Assignment: The required output is the line containing "Question. The photo above holds the car door." followed by each line through the end of the data below, repeated exactly and with nothing added.

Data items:
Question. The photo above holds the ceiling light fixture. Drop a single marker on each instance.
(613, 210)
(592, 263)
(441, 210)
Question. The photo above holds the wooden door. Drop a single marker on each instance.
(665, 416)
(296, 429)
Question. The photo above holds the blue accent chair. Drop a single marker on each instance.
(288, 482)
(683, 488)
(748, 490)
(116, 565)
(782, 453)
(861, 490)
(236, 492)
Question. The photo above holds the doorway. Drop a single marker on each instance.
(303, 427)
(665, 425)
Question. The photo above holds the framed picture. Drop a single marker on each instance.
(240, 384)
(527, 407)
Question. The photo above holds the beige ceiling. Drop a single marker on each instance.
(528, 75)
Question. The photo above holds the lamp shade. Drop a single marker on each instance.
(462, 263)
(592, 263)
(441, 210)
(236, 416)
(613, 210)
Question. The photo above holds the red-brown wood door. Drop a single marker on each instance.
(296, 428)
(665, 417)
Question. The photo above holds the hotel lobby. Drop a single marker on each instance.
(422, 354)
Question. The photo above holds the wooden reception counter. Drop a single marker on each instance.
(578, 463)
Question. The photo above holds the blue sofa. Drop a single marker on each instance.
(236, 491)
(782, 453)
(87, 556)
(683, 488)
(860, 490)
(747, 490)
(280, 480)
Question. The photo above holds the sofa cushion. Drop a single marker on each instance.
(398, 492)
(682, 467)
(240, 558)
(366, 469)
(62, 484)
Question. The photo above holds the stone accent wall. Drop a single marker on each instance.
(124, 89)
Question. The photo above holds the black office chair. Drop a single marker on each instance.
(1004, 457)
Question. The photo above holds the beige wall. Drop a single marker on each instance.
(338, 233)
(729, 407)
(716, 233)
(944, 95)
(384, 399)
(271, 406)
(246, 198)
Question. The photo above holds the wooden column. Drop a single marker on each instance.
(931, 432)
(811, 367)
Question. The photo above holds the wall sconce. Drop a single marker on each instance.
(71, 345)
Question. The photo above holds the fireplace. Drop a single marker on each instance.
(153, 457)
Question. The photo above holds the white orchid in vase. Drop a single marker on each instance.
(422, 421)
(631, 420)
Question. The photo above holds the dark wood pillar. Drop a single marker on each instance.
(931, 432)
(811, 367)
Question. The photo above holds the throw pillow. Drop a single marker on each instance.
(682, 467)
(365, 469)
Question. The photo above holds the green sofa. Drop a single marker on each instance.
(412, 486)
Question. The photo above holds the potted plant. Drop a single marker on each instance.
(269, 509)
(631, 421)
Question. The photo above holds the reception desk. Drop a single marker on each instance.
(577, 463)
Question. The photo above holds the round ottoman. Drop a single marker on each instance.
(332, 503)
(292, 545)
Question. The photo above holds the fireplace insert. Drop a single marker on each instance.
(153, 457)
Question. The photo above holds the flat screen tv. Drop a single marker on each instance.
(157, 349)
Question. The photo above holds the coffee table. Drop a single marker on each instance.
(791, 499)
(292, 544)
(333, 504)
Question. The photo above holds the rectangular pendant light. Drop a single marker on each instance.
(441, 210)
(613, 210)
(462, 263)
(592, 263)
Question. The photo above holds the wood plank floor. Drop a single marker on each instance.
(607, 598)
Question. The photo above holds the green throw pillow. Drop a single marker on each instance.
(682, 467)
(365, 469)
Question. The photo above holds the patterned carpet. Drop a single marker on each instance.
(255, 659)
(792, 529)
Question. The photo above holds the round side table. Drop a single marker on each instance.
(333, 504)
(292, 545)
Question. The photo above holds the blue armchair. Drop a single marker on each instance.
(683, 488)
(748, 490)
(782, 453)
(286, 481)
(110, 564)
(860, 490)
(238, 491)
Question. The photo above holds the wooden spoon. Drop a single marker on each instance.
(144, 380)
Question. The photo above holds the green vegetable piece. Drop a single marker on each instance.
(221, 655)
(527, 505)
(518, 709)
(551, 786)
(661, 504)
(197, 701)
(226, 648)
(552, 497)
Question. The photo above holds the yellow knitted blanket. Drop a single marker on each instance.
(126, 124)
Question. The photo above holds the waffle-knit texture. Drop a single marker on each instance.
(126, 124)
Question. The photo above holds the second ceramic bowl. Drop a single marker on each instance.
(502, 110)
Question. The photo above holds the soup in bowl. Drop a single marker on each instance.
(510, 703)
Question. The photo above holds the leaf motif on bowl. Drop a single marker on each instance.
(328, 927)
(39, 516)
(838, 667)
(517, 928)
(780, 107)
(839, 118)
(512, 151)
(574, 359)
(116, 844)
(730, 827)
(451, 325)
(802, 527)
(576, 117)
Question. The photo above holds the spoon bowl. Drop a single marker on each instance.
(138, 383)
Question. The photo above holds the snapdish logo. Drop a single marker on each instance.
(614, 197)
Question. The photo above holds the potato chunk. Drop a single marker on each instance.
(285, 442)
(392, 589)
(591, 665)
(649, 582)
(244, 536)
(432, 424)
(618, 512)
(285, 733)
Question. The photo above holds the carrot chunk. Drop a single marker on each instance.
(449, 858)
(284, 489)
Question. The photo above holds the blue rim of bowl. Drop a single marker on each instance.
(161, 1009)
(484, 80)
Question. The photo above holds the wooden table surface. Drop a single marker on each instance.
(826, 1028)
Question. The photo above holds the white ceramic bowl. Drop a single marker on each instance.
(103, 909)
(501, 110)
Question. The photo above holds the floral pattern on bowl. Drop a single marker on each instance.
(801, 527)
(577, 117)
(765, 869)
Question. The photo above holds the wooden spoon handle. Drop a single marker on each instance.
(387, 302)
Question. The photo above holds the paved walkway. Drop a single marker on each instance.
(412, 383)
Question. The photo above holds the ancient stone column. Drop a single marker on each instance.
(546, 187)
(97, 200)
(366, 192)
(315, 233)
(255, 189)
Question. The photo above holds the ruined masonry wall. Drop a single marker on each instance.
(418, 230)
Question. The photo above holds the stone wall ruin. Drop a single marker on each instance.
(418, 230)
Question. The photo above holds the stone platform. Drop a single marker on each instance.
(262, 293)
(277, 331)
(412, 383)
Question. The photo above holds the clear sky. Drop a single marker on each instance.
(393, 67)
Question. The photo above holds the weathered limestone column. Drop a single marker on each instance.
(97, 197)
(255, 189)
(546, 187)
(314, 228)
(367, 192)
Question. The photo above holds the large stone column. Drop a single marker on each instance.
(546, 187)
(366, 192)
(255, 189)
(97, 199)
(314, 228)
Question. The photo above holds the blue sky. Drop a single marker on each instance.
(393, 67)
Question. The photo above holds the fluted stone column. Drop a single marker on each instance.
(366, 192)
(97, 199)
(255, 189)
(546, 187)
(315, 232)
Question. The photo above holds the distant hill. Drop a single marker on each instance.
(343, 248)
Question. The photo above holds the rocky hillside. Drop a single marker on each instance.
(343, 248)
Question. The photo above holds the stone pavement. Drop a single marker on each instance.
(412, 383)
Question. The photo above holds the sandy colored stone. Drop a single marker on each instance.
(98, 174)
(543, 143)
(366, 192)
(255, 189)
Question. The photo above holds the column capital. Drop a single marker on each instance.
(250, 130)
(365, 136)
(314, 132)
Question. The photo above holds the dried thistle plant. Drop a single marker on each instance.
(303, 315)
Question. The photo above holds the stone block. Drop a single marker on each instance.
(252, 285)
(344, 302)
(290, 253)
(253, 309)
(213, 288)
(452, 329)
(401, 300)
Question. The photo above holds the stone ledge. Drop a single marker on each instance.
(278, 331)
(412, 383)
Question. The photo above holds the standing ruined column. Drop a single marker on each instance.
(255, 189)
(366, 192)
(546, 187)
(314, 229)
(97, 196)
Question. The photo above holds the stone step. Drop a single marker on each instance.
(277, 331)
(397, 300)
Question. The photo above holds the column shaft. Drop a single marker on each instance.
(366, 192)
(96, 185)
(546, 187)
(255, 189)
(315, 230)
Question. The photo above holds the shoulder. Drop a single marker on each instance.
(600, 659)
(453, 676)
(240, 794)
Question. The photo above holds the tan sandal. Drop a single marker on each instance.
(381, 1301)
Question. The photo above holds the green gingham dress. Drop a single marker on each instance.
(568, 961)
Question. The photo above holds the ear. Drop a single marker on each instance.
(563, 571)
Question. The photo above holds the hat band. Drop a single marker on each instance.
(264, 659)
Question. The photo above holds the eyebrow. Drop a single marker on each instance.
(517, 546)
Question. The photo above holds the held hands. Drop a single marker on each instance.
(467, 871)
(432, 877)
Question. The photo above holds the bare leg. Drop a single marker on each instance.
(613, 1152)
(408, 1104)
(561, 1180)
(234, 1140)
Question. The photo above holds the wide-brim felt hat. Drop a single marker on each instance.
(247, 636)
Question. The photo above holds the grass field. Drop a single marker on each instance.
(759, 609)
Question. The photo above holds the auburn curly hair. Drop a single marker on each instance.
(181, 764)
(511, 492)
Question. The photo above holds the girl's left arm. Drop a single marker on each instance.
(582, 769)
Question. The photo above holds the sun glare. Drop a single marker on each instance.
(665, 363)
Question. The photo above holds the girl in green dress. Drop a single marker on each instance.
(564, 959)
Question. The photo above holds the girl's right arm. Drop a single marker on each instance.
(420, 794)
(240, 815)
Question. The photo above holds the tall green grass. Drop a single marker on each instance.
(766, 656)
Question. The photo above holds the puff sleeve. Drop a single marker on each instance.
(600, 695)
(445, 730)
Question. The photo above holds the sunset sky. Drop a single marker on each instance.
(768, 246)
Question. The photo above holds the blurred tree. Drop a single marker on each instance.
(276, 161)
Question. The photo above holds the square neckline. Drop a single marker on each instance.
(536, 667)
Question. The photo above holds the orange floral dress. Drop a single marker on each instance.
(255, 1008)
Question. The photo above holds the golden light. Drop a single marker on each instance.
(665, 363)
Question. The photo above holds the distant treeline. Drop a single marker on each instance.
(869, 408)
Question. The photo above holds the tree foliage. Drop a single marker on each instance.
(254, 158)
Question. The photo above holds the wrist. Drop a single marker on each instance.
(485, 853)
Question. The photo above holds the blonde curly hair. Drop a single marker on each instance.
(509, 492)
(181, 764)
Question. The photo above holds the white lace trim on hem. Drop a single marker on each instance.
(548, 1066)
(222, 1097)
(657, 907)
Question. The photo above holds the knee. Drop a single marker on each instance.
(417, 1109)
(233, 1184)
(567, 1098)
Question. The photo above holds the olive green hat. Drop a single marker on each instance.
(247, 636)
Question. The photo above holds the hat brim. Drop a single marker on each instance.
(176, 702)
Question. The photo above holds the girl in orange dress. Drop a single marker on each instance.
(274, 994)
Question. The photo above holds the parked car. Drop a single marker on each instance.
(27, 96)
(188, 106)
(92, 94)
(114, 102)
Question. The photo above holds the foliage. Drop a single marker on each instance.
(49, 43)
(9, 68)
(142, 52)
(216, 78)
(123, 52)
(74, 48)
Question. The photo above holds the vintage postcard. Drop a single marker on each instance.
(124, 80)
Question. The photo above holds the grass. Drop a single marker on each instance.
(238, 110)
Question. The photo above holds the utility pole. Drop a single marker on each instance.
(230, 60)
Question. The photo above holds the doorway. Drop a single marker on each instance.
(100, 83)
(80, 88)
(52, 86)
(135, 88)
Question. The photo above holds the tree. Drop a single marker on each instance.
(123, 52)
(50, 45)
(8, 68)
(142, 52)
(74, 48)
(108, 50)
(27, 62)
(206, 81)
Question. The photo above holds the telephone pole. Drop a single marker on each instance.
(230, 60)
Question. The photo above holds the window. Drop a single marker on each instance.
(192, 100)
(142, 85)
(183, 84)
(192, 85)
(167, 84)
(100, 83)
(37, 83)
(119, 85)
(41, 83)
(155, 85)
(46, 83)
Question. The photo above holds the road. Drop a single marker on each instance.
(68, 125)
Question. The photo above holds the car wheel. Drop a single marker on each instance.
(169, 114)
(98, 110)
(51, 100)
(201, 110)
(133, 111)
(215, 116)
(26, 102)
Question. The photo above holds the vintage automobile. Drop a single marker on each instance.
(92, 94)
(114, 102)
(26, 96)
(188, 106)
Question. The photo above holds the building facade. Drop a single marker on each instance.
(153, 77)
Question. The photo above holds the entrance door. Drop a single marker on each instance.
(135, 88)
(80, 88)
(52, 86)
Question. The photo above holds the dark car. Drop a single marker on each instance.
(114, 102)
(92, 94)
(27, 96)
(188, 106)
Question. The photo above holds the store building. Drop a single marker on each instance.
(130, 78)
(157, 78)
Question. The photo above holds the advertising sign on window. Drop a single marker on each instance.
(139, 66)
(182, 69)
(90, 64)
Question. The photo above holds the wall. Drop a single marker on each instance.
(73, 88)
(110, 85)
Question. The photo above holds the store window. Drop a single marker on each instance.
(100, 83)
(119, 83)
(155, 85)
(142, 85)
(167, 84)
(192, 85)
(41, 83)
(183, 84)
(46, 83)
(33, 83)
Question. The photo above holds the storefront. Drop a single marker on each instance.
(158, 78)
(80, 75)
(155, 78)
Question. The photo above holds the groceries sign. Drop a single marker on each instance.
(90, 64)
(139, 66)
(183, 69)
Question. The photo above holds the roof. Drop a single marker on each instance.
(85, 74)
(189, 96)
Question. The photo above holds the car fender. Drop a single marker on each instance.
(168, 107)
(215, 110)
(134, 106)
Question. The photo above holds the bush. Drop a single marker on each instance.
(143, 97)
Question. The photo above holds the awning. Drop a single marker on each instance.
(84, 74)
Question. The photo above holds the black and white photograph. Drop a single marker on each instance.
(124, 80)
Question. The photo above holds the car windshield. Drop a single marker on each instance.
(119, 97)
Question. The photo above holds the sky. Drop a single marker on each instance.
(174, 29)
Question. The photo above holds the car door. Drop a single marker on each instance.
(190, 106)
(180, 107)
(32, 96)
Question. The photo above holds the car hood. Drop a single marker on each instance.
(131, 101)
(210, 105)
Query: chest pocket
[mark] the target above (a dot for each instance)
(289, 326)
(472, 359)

Answer box:
Question. The photo above holds the car door. Drop a single marker on each instance.
(190, 106)
(180, 107)
(32, 96)
Question. The photo above holds the car hood. Drop a single marker on each instance.
(131, 101)
(210, 105)
Query: chest pocket
[mark] the target above (a dot for each instance)
(289, 326)
(472, 359)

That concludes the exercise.